• **Excerpt to read**:
■ ■ ■

Training-free framework improves object counting in text-to-video generation

NUMINA uses attention-head selection and layout refinement to align generated video content with numeric specifications in prompts, without retraining models.

PaperarXiv:2604.08546v1 ↗

Zhengyang Sun · Yu Chen · Xin Zhou · Xiaofan Li · Xiwu Chen · Dingkang Liang · +1 more

Research Digest·13 April 2026·3 min read

Read the paper →

Text-to-video diffusion models frequently generate the wrong number of objects when given a numeric prompt, such as 'three dogs' producing t · AI-generated illustration · Zotpaper

Text-to-video diffusion models frequently generate the wrong number of objects when given a numeric prompt, such as 'three dogs' producing two or four. The authors introduce NUMINA, a training-free framework that detects count mismatches during generation and corrects them by refining the spatial layout derived from attention maps. Applied to Wan2.1 models of three different sizes, NUMINA improves counting accuracy by up to 7.4 percentage points with no additional training.

■ ■ ■

• **Dataset**:
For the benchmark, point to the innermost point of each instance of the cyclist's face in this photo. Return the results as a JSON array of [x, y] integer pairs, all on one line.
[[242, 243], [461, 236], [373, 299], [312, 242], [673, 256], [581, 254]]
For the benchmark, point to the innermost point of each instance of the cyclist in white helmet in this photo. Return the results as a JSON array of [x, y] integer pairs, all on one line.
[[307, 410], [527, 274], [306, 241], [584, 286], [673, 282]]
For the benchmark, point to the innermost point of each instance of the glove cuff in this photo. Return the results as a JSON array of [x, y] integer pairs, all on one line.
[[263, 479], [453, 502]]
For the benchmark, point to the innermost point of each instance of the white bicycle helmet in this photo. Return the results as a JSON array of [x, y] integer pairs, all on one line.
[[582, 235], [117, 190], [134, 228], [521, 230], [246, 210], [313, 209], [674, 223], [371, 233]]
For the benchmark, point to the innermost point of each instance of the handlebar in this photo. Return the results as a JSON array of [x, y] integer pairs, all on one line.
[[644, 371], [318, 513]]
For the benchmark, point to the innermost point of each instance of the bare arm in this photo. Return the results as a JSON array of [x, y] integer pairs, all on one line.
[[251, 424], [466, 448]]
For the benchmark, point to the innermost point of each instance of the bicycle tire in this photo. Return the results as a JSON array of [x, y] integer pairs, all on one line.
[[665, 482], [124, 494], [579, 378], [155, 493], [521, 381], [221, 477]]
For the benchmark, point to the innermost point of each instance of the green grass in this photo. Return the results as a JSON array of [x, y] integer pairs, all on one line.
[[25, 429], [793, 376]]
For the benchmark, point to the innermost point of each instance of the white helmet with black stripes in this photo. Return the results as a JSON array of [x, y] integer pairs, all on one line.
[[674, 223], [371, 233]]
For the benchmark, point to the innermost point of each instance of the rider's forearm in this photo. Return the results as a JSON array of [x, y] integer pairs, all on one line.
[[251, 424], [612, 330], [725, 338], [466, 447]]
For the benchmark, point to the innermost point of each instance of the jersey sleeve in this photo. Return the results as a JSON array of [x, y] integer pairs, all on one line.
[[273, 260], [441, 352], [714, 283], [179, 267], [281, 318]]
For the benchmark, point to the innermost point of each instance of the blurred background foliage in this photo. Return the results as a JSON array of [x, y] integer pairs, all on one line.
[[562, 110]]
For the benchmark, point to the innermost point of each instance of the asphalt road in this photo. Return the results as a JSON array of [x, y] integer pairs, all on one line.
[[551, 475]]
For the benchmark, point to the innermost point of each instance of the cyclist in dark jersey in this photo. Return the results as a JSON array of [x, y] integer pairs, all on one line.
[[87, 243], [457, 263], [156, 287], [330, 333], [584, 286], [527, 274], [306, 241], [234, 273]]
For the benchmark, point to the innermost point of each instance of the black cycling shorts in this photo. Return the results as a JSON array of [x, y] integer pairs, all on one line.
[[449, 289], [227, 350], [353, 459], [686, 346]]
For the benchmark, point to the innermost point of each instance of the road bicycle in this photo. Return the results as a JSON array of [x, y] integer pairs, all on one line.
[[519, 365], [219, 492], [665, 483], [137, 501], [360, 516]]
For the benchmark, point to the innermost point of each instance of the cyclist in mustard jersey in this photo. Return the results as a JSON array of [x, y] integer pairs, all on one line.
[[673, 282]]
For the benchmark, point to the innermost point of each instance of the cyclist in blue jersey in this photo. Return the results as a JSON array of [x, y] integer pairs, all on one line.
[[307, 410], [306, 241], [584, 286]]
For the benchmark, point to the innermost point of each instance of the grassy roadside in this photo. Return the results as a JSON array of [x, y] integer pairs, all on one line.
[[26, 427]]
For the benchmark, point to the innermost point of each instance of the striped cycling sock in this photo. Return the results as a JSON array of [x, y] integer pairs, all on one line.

■ ■ ■

• **Exercise set**:
1. In the NUMINA digest, by how many percentage points at most does NUMINA improve counting accuracy?
2. Can you add 90 to every coordinate in the answers of the entries and write those lines out again, requests included, starting with the line with "the white bicycle" and going on through the line with "[[251, 424], [466, 448]]"? Give only those lines.
The entries are unrelated to the NUMINA digest.

• **Solved tasks**:
1. Up to 7.4 percentage points.

2.
For the benchmark, point to the innermost point of each instance of the white bicycle helmet in this photo. Return the results as a JSON array of [x, y] integer pairs, all on one line.
[[672, 325], [207, 280], [224, 318], [611, 320], [336, 300], [403, 299], [764, 313], [461, 323]]
For the benchmark, point to the innermost point of each instance of the handlebar in this photo. Return the results as a JSON array of [x, y] integer pairs, all on one line.
[[734, 461], [408, 603]]
For the benchmark, point to the innermost point of each instance of the bare arm in this photo. Return the results as a JSON array of [x, y] integer pairs, all on one line.
[[341, 514], [556, 538]]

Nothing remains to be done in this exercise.